Your goal →
Please add 4 to each bounding box coordinate in the answers of the records, starting with the line that contains "Tag jersey number 15 in this screenshot." and going on through the line that contains "[[462, 189, 517, 233], [200, 270, 233, 311]]". Give every line in that span again, both end lines included.
Excerpted data start
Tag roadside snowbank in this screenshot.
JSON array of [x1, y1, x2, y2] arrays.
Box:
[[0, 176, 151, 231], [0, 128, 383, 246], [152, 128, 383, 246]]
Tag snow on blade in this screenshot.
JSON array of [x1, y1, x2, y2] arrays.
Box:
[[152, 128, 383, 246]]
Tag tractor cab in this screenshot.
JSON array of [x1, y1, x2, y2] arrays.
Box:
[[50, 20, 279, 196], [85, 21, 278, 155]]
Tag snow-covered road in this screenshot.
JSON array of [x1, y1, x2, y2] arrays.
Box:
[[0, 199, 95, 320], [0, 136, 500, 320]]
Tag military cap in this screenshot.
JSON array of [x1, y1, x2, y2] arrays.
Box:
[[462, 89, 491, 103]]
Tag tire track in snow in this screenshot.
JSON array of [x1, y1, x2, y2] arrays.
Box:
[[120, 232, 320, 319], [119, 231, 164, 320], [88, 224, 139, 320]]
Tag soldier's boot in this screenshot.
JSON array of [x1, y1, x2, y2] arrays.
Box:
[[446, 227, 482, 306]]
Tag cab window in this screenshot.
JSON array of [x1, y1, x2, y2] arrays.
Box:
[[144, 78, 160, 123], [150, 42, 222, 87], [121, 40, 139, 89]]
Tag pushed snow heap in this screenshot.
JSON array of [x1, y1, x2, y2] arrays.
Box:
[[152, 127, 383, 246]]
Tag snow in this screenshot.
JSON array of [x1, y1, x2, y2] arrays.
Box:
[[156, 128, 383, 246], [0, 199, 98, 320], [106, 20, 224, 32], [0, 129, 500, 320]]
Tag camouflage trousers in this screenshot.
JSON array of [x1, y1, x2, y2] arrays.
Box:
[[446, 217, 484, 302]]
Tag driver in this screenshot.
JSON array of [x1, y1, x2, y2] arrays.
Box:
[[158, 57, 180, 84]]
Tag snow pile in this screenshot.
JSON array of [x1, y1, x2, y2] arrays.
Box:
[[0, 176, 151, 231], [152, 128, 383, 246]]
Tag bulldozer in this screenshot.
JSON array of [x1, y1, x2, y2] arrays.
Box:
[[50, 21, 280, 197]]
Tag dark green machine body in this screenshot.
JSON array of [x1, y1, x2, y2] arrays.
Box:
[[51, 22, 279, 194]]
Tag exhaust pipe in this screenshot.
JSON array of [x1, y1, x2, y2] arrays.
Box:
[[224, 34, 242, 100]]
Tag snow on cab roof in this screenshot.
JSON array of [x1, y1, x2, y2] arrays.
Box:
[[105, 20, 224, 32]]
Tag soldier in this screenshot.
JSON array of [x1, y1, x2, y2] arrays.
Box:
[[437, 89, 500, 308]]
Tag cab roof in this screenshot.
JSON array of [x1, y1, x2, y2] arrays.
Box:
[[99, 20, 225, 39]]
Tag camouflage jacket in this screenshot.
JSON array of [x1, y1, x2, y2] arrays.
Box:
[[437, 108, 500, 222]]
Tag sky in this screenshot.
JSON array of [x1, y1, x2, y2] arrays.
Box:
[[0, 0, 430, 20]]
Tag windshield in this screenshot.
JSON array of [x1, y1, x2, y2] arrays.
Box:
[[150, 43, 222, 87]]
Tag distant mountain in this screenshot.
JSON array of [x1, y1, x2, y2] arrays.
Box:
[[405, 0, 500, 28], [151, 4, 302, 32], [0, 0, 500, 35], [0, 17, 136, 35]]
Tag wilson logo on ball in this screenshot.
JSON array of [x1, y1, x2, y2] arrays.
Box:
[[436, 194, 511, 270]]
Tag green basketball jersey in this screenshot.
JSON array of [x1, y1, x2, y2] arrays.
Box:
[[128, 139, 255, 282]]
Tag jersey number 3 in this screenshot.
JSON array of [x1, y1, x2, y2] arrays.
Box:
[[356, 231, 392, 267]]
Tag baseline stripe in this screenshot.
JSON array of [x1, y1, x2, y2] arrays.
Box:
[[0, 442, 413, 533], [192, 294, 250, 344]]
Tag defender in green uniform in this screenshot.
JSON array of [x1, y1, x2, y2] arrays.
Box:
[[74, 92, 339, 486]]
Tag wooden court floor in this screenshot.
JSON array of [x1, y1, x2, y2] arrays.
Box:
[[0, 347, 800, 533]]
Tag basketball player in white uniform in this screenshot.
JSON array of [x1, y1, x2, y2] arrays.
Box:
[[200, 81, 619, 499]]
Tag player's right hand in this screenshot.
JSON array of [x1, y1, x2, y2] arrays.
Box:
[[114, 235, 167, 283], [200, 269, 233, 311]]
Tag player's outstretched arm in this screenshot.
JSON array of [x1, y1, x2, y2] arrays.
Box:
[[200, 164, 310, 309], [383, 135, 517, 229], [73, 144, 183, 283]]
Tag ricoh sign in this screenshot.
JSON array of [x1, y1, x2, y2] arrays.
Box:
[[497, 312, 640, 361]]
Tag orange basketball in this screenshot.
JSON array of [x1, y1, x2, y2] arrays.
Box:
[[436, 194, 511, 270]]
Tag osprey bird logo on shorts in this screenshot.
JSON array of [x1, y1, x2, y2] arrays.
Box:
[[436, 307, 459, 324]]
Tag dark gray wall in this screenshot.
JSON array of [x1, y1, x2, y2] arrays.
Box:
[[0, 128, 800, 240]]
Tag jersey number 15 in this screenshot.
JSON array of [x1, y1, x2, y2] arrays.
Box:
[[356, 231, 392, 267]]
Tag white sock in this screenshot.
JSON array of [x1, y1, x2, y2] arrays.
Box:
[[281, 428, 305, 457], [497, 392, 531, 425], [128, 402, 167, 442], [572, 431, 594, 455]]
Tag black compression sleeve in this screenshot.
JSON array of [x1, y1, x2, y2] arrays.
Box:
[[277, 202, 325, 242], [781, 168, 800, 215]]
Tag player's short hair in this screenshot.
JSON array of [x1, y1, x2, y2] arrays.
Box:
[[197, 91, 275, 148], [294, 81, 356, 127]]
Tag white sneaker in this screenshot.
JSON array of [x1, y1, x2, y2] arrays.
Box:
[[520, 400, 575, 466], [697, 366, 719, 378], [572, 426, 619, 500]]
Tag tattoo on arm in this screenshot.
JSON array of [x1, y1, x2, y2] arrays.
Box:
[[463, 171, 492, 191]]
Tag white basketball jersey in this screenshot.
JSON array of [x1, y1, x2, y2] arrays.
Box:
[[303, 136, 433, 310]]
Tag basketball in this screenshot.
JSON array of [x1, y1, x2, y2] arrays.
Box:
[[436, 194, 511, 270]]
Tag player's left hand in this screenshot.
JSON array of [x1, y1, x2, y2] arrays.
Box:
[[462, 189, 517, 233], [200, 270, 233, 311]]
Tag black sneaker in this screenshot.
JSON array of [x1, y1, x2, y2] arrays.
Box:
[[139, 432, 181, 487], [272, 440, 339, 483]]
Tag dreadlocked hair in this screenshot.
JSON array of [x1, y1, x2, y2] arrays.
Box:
Excerpted data end
Full solution →
Tag jersey number 15 in this screenshot.
JSON array of [x1, y1, x2, y2] arrays.
Box:
[[360, 235, 396, 271]]
Tag white sock in this screenshot.
JSON array of [x1, y1, x2, y2] arrays.
Box:
[[285, 432, 309, 461], [501, 396, 535, 429], [132, 406, 171, 446], [576, 435, 598, 459]]
Tag black compression sleeve in this screenshot.
JSON array of [x1, y1, x2, y2] arrays.
Box:
[[281, 206, 329, 246], [785, 172, 804, 219]]
Tag player's short hair in this screenshot.
JSON array of [x1, y1, x2, y2] arrays.
Box:
[[201, 95, 279, 152], [298, 85, 360, 131]]
Tag white sneaker in this screenshot.
JSON array of [x1, y1, x2, y2] arrays.
Box:
[[524, 404, 579, 470], [701, 370, 723, 382], [576, 430, 623, 504]]
Tag tattoo on arm in this screenshot.
JSON array of [x1, y1, x2, y2] arrays.
Box:
[[467, 175, 496, 195]]
Tag white basketball jersey in this screenshot.
JSON array of [x1, y1, x2, y2] arrays.
Box:
[[307, 140, 437, 314]]
Tag basketball in this screenshot.
JSON array of [x1, y1, x2, y2] arrays.
Box:
[[440, 198, 515, 274]]
Tag player's left hand in this screenshot.
JSON array of [x1, y1, x2, y2] arrays.
Box:
[[466, 193, 521, 237], [204, 274, 237, 315]]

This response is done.